Work to complete:
(A) In the abortion ban article, on what date were the 2015 changes to the criminal code set to take effect?
(B) For each statement, decide whether the abortion ban article agrees, answering yes or no and quoting the words that decide it: (i) The protests took place on December 8. (ii) The 2015 amendments became law on December 27, 2016. (iii) People convicted of providing abortions face two to 10 years of incarceration.
(C) Extend the abortion ban article on the Dominican Republic's criminal code, picking up after its final sentence.

Dominican Republic Abortion Ban Protest
In Opposition to the Dominican Republic’s altering of the criminal code with regard to abortion, protests were held December 8. Alterations of the code, which harkens back to the criminal code of 1884, criminalize virtually all instances of abortion, including pregnancies caused by rape and incest, and terminations in instances when the fetus possesses a serious medical condition. The Center for Reproductive Rights estimates that more than 90,000 unsafe abortions occur annually as result of the Dominican Republic’s stringent abortion laws.
Such changes to the criminal code stand in stark contrast to amendments made to it in 2015. Those alterations would have allowed for abortion in the now-criminalized circumstances, as well as in the instance of the woman’s life being endangered. The 2015 changes were set to go into effect on December 27, 2016, though they were blocked by the Dominican courts before they could make their way into law. Allegations have been made that substantial lobbying from religious conservatives aided in pressuring the courts into blocking the measures, which essentially reverts the legal status of abortion to that of the criminal code of 1884. The court’s ruling was followed by the Senate’s December 12 vote to continue penalizing abortions, with those convicted of providing the service facing incarceration from two to 10 years.

Input data:

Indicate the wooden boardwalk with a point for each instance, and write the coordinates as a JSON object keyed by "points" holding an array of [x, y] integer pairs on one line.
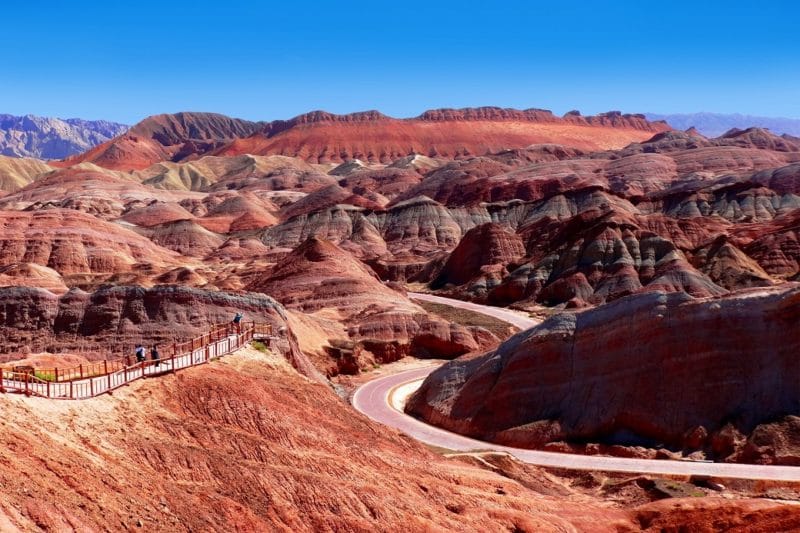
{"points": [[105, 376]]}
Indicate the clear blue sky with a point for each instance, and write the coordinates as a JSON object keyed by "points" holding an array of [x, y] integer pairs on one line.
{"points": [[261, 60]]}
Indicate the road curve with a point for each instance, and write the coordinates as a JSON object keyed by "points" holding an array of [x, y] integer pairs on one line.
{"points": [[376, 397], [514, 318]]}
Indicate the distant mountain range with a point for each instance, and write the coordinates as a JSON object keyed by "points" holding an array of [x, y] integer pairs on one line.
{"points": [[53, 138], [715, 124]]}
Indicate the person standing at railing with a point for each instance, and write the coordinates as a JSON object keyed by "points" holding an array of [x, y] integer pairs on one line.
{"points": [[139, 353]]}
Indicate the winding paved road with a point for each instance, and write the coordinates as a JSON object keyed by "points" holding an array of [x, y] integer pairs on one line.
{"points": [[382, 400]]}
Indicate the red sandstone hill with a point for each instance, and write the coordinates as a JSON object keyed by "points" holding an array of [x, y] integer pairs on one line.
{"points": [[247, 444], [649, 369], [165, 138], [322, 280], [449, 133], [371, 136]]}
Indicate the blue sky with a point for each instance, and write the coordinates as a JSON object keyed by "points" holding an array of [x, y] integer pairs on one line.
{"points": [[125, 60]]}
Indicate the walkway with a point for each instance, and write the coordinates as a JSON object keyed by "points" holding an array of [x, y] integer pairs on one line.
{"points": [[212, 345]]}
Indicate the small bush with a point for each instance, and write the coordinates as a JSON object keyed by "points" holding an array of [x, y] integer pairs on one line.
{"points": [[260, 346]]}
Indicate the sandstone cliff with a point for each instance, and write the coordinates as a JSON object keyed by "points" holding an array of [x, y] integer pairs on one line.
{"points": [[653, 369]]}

* * *

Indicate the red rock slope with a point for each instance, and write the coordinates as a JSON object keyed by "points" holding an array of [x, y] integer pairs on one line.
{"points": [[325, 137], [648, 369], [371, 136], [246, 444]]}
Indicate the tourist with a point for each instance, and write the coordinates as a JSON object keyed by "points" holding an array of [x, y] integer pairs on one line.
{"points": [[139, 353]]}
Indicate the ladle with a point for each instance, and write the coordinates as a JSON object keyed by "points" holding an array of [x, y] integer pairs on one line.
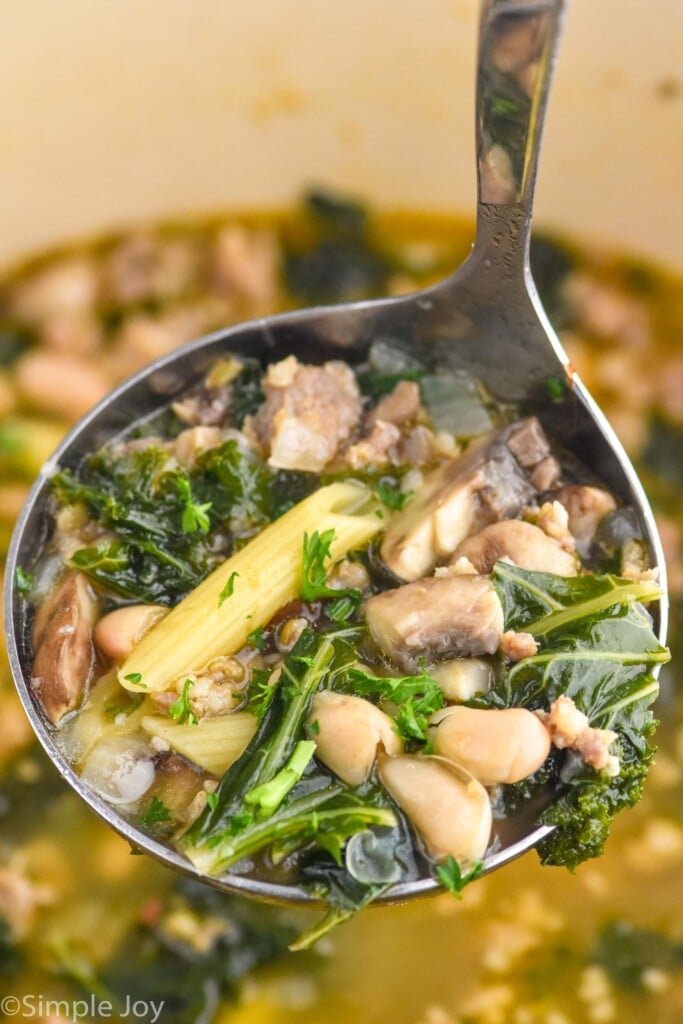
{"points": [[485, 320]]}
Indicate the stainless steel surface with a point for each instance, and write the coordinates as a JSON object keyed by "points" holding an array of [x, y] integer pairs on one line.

Answers by task:
(A) December 27, 2016.

(B)
(i) Yes: "protests were held December 8"
(ii) No: "they were blocked by the Dominican courts before they could make their way into law"
(iii) Yes: "with those convicted of providing the service facing incarceration from two to 10 years"

(C)
A slight reversal in legislative momentum occurred on February 8, when a Senate commission favored newly agreed upon observations and recommendations put forth by President Danilo Medina in response to earlier protests. President Danilo’s observations suggest that the wording of the new code states that “with the exception of the extenuating circumstances [rape, incest, fetal inviability, danger to a woman’s life] set out in article 110, anyone who through food, potions, medicines, treatments or any other method, cause the interruption of a woman’s pregnancy or cooperates with this purpose, even when she considers it, will be penalized with two or three years in prison.”
As the commission was meeting to deliberate on the president’s suggestions, Bishop Victor Masalles of the Bani Diocese addressed them, urging that they discard Medina’s inclusion of extenuating circumstances.